▶ **What you need to do**: Pick out every line in the listing below that contains the word "ceiling", and copy each one.

▶ **Listing**:
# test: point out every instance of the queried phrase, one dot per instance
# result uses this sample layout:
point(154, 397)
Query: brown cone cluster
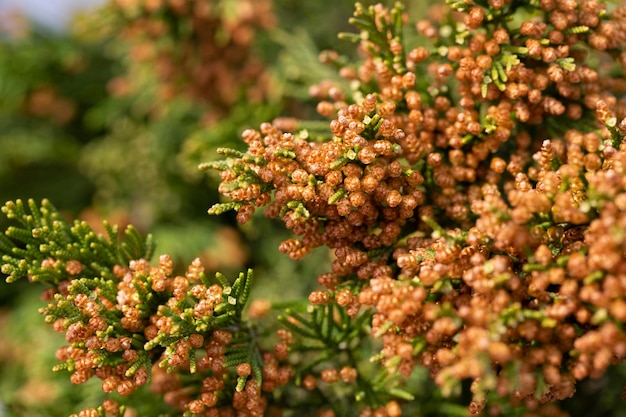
point(476, 183)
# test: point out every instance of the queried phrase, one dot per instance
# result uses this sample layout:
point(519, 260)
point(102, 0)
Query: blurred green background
point(109, 119)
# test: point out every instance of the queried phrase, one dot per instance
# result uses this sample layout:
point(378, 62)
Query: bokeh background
point(106, 109)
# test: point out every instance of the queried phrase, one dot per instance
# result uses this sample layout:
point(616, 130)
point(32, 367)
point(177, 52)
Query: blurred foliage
point(108, 120)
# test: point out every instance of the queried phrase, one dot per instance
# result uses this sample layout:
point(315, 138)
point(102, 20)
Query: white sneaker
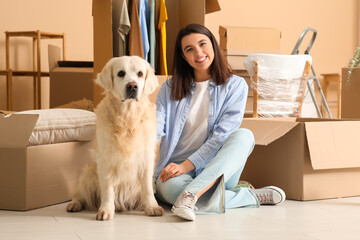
point(184, 206)
point(270, 195)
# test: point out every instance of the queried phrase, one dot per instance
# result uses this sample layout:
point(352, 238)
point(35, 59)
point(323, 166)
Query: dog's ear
point(105, 78)
point(151, 81)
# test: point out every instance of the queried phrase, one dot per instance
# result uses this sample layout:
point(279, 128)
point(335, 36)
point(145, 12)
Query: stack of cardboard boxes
point(237, 42)
point(309, 158)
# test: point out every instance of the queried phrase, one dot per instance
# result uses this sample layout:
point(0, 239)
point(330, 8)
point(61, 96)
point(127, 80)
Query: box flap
point(212, 6)
point(334, 144)
point(268, 130)
point(15, 129)
point(244, 52)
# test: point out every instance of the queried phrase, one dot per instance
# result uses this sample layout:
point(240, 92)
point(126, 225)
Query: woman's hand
point(174, 170)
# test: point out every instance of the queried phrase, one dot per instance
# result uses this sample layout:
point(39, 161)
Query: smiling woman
point(203, 153)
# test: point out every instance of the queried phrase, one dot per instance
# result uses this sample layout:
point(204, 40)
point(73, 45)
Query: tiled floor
point(326, 219)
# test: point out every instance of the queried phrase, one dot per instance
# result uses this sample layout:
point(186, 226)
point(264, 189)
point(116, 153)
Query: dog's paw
point(74, 206)
point(155, 211)
point(104, 215)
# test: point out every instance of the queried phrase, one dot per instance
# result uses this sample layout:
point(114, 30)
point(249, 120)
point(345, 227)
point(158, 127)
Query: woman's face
point(198, 51)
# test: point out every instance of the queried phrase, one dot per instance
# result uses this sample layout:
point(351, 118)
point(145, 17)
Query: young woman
point(203, 151)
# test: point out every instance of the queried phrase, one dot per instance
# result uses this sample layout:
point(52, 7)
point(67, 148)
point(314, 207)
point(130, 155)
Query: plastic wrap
point(279, 83)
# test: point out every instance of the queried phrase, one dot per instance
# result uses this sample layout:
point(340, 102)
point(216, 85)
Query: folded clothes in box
point(42, 153)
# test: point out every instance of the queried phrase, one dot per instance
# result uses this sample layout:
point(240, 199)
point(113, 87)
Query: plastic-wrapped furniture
point(279, 83)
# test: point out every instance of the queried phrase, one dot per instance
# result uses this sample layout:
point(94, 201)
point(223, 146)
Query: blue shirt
point(226, 111)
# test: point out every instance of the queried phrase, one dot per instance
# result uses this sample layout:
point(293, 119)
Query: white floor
point(326, 219)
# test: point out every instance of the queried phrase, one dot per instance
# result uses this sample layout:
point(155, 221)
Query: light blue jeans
point(227, 164)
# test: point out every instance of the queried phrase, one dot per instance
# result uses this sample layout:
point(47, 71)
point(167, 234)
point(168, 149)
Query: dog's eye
point(121, 74)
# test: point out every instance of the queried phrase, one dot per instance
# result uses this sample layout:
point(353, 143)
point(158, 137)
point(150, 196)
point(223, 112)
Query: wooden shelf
point(37, 74)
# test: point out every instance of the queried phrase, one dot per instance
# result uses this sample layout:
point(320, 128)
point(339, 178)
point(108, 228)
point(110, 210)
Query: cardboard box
point(235, 58)
point(180, 13)
point(70, 84)
point(249, 38)
point(36, 176)
point(350, 93)
point(71, 81)
point(309, 158)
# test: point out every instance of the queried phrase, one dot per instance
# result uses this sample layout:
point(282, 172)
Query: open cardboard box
point(249, 38)
point(308, 158)
point(70, 83)
point(36, 176)
point(350, 93)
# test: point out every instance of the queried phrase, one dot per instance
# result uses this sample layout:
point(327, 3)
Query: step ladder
point(313, 77)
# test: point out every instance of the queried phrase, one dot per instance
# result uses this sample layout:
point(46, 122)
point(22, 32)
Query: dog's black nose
point(131, 90)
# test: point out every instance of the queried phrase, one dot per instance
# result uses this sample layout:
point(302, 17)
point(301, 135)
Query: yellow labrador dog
point(121, 177)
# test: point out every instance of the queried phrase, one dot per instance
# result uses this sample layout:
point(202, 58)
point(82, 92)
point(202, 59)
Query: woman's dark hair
point(183, 73)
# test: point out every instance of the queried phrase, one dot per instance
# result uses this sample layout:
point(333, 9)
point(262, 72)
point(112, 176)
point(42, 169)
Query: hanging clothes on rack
point(121, 27)
point(162, 27)
point(135, 39)
point(144, 15)
point(152, 34)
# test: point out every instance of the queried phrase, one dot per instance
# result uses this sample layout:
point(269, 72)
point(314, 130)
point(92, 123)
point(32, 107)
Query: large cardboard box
point(249, 38)
point(180, 13)
point(70, 84)
point(309, 158)
point(235, 57)
point(350, 93)
point(36, 176)
point(69, 80)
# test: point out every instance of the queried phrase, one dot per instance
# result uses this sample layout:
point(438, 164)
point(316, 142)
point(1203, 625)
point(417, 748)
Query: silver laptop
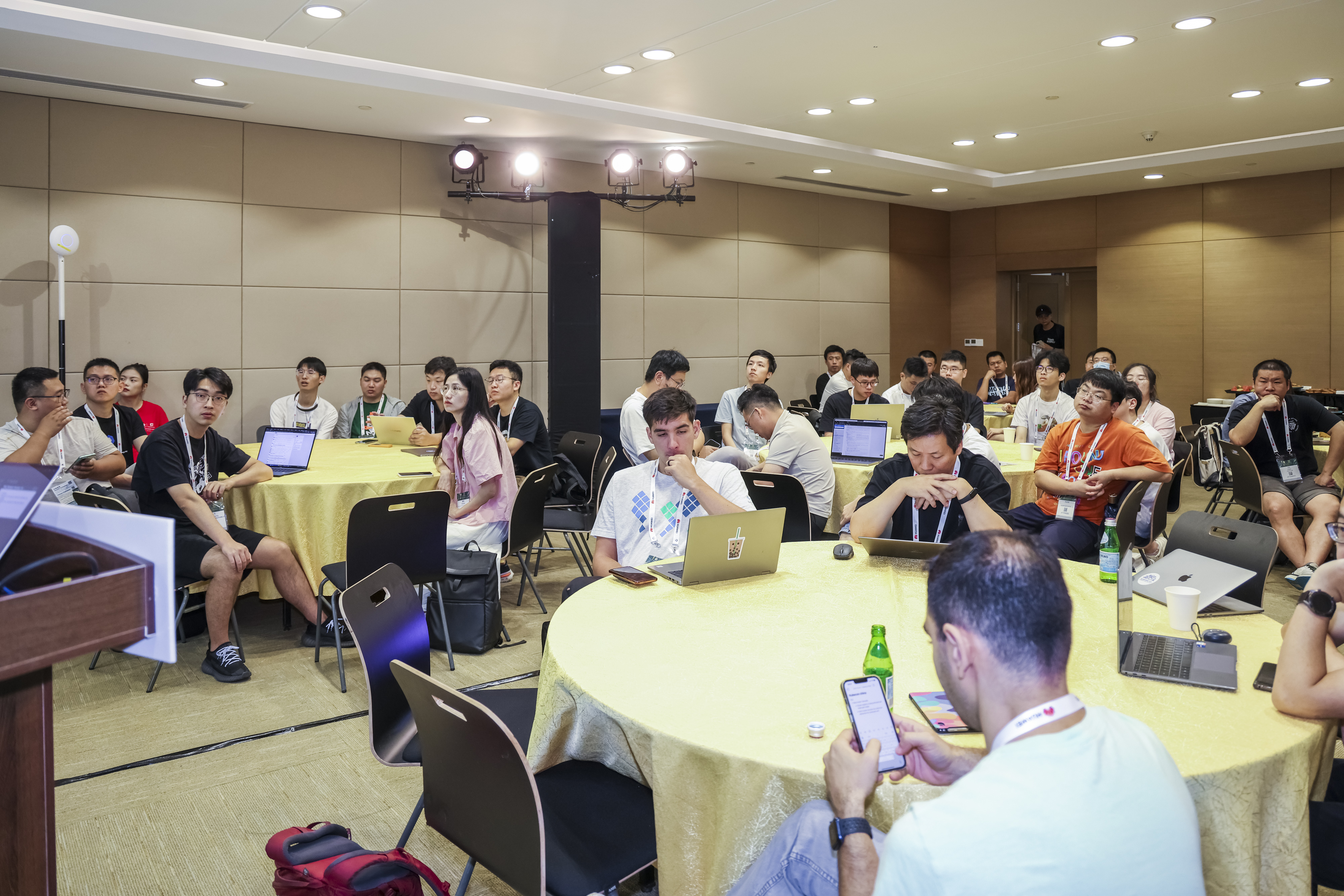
point(1214, 580)
point(730, 546)
point(862, 443)
point(1167, 658)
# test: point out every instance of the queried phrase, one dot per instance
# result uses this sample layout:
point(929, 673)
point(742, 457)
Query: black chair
point(388, 624)
point(407, 530)
point(575, 830)
point(1247, 545)
point(782, 491)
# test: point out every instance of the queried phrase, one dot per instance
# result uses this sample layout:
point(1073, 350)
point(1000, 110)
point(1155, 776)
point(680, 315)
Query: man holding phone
point(999, 621)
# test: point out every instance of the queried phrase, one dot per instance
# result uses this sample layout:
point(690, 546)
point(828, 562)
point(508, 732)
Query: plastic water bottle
point(878, 662)
point(1111, 553)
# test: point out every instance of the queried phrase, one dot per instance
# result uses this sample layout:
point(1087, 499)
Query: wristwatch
point(1319, 602)
point(842, 828)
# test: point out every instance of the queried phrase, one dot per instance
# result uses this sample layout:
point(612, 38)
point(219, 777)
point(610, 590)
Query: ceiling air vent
point(139, 92)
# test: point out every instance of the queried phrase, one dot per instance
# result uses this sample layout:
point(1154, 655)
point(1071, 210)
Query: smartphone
point(630, 576)
point(872, 719)
point(1265, 680)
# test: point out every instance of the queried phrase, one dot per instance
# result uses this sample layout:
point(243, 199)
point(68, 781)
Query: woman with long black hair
point(475, 467)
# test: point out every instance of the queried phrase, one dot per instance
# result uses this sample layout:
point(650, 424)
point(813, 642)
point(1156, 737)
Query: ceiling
point(743, 80)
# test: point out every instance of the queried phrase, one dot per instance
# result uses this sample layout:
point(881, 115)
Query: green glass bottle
point(1109, 554)
point(878, 662)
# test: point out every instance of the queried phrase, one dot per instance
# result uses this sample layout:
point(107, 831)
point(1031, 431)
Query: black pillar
point(575, 315)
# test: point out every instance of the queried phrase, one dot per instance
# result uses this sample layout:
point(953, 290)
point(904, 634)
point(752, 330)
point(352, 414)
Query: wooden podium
point(38, 629)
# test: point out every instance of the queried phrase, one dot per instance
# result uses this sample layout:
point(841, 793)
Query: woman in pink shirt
point(475, 467)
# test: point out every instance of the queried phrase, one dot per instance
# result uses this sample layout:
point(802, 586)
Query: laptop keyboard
point(1167, 658)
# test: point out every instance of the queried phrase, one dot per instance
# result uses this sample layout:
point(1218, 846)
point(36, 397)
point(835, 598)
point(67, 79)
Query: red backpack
point(322, 860)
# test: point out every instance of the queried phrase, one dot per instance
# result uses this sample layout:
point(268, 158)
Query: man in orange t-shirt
point(1083, 465)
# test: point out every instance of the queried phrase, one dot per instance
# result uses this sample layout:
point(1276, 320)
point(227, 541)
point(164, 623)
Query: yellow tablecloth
point(705, 694)
point(310, 510)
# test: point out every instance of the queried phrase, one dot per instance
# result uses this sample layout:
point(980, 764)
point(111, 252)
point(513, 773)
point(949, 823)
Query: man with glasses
point(838, 408)
point(1045, 409)
point(178, 478)
point(45, 432)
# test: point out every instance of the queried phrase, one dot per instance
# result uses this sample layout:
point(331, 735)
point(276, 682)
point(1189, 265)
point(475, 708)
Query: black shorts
point(192, 547)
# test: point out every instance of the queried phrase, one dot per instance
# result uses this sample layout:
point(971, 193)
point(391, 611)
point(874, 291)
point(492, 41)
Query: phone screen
point(872, 719)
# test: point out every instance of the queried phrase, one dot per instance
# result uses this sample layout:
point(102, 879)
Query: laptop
point(22, 487)
point(1214, 580)
point(286, 451)
point(889, 413)
point(732, 546)
point(862, 443)
point(1163, 658)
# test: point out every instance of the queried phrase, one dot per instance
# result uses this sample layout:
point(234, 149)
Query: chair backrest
point(392, 629)
point(405, 530)
point(782, 491)
point(528, 521)
point(1249, 546)
point(479, 789)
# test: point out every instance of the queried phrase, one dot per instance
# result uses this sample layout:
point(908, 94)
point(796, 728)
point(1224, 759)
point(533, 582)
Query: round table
point(310, 510)
point(705, 694)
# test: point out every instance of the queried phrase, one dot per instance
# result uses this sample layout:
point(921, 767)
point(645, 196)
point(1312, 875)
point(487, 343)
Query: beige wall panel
point(321, 170)
point(702, 327)
point(24, 327)
point(779, 327)
point(1245, 287)
point(150, 323)
point(1049, 226)
point(690, 267)
point(1271, 206)
point(779, 271)
point(854, 224)
point(1139, 217)
point(713, 214)
point(138, 240)
point(773, 216)
point(623, 327)
point(24, 140)
point(920, 232)
point(482, 326)
point(24, 236)
point(623, 263)
point(850, 276)
point(467, 256)
point(972, 233)
point(118, 150)
point(342, 327)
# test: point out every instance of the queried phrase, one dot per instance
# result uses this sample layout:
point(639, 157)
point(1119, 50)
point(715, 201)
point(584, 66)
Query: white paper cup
point(1182, 607)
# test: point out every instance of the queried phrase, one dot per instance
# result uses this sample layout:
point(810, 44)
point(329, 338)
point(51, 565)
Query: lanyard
point(943, 521)
point(1038, 717)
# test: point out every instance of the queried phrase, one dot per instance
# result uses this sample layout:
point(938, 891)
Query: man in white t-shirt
point(304, 410)
point(646, 510)
point(1068, 800)
point(1045, 409)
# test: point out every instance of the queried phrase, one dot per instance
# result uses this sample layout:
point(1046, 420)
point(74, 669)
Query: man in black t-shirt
point(1277, 433)
point(948, 491)
point(178, 478)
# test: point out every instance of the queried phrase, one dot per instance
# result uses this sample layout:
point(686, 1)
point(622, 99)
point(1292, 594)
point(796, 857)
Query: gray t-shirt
point(743, 436)
point(798, 448)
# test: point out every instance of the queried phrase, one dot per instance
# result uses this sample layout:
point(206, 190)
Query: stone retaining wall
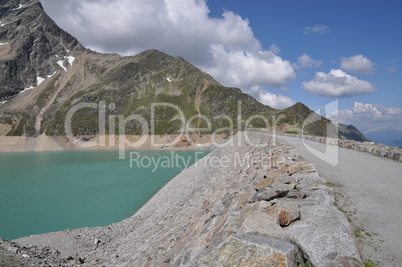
point(240, 205)
point(394, 153)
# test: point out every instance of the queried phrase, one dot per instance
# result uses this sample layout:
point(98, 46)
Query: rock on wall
point(241, 205)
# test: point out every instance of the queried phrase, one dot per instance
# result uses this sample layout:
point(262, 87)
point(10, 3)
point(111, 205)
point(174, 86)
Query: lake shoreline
point(109, 142)
point(275, 207)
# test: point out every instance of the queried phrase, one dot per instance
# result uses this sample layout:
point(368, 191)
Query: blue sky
point(281, 52)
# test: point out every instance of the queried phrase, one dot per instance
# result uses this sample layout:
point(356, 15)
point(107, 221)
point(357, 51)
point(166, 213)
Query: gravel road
point(370, 192)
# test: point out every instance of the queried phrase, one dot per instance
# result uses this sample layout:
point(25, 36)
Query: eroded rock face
point(325, 236)
point(211, 215)
point(251, 250)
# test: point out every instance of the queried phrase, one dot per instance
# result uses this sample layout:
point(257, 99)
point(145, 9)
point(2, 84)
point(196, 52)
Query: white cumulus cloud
point(371, 116)
point(316, 29)
point(275, 101)
point(225, 47)
point(359, 64)
point(337, 83)
point(305, 61)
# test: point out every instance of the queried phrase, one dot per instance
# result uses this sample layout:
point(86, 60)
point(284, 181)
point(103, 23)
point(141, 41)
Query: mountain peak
point(31, 46)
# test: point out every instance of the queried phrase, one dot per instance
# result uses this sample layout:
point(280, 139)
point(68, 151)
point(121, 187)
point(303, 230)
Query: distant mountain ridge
point(37, 53)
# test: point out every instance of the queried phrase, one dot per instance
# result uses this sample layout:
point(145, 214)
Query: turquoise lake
point(51, 191)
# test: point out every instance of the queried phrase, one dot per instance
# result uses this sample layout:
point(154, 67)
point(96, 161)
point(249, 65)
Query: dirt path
point(369, 191)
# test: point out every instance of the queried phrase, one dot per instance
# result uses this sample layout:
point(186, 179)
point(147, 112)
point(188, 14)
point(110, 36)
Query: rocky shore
point(242, 205)
point(394, 153)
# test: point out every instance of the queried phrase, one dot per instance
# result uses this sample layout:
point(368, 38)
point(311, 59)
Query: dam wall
point(253, 202)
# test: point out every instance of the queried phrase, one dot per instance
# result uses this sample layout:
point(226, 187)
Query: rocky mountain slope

▶ **Response below**:
Query: ceiling air vent
Query: ceiling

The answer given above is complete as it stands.